Records from a collection
┌────────
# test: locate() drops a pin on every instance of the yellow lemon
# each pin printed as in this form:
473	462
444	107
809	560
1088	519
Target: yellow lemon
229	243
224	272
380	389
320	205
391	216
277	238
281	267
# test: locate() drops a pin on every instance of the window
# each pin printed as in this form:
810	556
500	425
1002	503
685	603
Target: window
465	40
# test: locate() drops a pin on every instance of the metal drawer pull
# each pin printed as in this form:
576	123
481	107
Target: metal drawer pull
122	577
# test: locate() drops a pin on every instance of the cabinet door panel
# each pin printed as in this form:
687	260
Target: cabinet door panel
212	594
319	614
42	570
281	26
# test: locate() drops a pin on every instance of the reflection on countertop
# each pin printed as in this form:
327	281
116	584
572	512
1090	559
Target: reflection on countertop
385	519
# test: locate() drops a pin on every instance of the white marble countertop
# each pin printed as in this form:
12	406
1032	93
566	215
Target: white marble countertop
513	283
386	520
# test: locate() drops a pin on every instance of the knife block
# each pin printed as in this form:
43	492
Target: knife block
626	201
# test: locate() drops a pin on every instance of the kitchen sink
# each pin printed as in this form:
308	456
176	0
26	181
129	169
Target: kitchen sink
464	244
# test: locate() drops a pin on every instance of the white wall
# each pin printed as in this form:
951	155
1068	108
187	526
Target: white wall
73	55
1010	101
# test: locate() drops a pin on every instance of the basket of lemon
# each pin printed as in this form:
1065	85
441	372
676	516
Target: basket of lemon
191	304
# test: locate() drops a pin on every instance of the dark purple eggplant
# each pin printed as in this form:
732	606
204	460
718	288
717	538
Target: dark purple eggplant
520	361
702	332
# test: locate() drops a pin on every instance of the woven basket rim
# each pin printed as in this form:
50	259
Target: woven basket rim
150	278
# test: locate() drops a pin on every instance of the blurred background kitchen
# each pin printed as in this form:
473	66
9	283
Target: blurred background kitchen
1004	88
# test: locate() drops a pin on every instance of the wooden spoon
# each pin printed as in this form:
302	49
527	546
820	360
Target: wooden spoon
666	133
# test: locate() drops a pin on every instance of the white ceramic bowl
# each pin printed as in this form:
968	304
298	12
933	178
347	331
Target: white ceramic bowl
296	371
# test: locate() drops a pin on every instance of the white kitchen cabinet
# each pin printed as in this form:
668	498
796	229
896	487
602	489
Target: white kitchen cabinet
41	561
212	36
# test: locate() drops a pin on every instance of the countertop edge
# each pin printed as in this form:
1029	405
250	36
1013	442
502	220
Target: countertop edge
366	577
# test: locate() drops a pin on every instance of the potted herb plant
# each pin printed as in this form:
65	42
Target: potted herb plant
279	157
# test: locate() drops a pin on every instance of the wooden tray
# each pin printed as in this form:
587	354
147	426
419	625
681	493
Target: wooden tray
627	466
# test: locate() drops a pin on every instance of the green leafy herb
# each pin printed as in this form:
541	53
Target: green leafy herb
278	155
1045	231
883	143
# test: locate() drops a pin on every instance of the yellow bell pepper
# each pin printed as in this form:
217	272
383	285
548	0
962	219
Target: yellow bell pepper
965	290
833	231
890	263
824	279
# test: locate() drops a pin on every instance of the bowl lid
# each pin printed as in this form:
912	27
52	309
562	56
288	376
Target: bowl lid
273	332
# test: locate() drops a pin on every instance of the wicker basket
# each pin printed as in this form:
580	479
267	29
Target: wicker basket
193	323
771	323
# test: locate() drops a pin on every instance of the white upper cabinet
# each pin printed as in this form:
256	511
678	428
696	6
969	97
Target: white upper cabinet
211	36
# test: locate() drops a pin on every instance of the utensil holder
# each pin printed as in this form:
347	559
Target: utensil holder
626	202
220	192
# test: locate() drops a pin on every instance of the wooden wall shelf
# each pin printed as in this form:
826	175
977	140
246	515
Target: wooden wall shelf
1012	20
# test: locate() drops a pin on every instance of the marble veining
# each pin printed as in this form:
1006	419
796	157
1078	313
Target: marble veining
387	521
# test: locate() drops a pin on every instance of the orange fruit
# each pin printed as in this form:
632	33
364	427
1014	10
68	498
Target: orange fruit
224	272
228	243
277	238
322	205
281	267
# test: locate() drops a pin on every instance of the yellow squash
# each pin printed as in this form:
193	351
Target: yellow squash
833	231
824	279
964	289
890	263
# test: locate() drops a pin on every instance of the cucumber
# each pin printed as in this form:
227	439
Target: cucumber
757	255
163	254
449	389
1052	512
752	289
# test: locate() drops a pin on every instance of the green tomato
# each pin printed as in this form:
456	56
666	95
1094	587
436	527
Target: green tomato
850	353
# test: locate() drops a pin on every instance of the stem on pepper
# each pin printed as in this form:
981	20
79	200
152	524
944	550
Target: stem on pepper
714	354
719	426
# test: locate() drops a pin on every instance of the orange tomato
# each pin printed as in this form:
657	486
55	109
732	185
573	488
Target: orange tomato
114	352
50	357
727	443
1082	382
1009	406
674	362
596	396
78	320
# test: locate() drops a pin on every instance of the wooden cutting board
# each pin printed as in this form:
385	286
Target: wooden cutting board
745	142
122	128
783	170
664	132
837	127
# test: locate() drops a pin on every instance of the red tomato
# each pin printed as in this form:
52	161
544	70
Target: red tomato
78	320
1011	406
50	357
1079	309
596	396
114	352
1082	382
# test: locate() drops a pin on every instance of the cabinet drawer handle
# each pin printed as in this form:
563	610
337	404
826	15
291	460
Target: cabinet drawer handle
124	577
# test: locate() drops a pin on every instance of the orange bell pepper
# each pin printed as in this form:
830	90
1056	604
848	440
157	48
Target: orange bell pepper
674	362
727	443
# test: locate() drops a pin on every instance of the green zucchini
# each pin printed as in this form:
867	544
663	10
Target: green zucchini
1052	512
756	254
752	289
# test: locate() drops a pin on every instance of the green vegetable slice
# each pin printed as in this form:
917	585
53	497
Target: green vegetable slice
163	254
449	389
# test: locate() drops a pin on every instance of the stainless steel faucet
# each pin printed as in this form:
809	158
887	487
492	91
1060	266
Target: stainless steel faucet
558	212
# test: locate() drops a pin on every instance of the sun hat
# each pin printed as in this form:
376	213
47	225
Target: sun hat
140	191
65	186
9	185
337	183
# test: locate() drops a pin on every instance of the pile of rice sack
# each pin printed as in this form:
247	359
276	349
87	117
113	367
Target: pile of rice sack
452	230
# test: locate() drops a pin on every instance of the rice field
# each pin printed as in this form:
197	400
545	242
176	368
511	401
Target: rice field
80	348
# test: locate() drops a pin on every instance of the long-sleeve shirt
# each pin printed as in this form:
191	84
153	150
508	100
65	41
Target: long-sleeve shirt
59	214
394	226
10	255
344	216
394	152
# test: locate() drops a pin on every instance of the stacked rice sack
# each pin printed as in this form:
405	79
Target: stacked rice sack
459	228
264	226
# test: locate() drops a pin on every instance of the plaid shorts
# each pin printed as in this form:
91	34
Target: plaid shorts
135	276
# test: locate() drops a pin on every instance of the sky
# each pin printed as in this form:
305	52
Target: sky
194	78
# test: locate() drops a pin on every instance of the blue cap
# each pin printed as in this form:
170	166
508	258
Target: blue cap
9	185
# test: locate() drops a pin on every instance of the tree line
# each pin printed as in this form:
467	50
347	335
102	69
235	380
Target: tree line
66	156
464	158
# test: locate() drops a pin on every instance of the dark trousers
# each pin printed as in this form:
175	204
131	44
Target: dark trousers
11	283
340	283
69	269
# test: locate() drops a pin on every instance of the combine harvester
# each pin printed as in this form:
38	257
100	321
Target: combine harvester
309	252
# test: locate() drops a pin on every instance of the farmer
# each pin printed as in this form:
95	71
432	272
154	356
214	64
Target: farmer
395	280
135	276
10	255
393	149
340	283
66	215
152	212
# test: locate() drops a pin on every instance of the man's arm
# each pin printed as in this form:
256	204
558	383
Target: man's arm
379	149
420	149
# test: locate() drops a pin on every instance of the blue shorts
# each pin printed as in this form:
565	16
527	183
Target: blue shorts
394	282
└────────
AIM OF THE EXERCISE:
Find the line containing "of the farmer" in the material above. Print it and every line after it through the end, exactly and only those.

FINISHED TASK:
# test: locate() drops a pin on every instance of the farmer
# each pin printed as in this form:
95	71
432	272
154	356
214	64
Target: farmer
395	280
135	276
10	255
393	149
340	283
66	215
152	212
# test: locate() drops a pin on every instance of the man's arm
# each pin printed as in this form:
256	204
558	383
Target: man's arm
379	149
420	149
# test: locate() drops a pin on every instance of the blue shorts
# each pin printed as in this form:
565	16
527	183
Target: blue shorts
394	282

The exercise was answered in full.